>> BEGIN

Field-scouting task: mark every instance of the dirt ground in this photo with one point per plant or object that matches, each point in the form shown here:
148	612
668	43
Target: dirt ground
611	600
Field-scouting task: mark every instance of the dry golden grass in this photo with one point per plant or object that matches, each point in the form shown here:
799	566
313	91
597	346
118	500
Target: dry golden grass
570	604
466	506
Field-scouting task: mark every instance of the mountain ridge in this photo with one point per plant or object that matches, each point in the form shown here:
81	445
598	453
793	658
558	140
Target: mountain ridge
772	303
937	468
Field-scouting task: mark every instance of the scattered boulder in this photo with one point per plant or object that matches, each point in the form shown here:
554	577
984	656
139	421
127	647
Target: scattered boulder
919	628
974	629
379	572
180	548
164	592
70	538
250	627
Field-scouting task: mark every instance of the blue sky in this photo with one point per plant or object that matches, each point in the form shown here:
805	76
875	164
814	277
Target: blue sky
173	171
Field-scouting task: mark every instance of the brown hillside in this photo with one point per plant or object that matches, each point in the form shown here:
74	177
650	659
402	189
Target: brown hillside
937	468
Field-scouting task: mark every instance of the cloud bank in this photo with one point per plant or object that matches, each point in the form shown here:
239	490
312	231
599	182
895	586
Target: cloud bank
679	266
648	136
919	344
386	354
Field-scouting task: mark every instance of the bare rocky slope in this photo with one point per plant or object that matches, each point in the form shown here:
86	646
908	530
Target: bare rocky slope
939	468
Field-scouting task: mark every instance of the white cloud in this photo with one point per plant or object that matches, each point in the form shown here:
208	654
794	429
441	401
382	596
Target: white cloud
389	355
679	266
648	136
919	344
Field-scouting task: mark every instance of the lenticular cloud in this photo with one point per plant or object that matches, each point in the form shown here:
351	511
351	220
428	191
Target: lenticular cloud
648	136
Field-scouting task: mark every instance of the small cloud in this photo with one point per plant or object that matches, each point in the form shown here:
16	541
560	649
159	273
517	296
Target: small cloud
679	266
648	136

>> END

(Exercise objective) Switch "Target" to "Label" in all of the entries above, and leave every other part of the lines unchanged.

(Completed exercise)
Field-scouting task: mark every instance of the dirt ground in this photo with one point per plant or object that matches, each point in the form shown here:
148	612
668	43
Label: dirt ground
611	600
Field-scouting task: mark every instance of the dry golden grass in this photo with one point per plant or object that matches, each point in the form shown here:
799	566
313	91
597	346
118	500
Label: dry golden grass
570	604
466	506
Field-scouting task: mark every instance of the mountain ridge in this photo with one point per plant or object that matches, each point in the form shown here:
81	445
598	453
793	658
558	140
Label: mountain ridge
772	303
937	468
Field-scouting task: mark every instance of the scattered boulder in this photo with one point per plant or object that matches, each point in the form shown here:
554	577
984	656
139	421
127	647
Label: scattered boulder
919	628
974	629
379	572
180	548
164	592
70	538
250	627
Field-scouting task: mark every instance of the blue sky in this photo with one point per plant or object that matches, each point in the form shown here:
805	76
875	164
814	277
Label: blue sky
173	171
Field-scouting task: mark every instance of the brown hillside in this photo with one point per plant or object that matches, each point in the form shown here:
74	177
650	659
402	189
Label: brown hillside
937	468
Field-scouting task: mark every instance of the cloud bank in this photo with one point per plant or object that matches, each point in the form shown here:
239	490
312	231
599	182
895	586
Label: cloud bank
679	266
648	136
919	344
386	354
Field-scouting task: mark every instance of the bare rocky slope in this photo with one point per plant or object that matches, each point in the form shown here:
86	646
908	530
Label: bare rocky slope
939	468
Field-scouting task: mark every instance of the white cloud in this photo with one point per plant or object that matches, each point in the form shown here:
208	654
794	429
441	401
382	596
Label: white cloud
389	355
679	266
648	136
919	344
Field-scouting task: mark every instance of the lenticular cloud in this photo with one point per plant or object that matches, each point in the form shown here:
351	511
351	220
428	191
Label: lenticular cloud
648	136
Field-scouting task: mark every instance of the small cloud in this photo with one point per plant or object that matches, each point in the form shown here:
16	541
560	649
159	273
517	296
Label: small cloud
679	266
648	136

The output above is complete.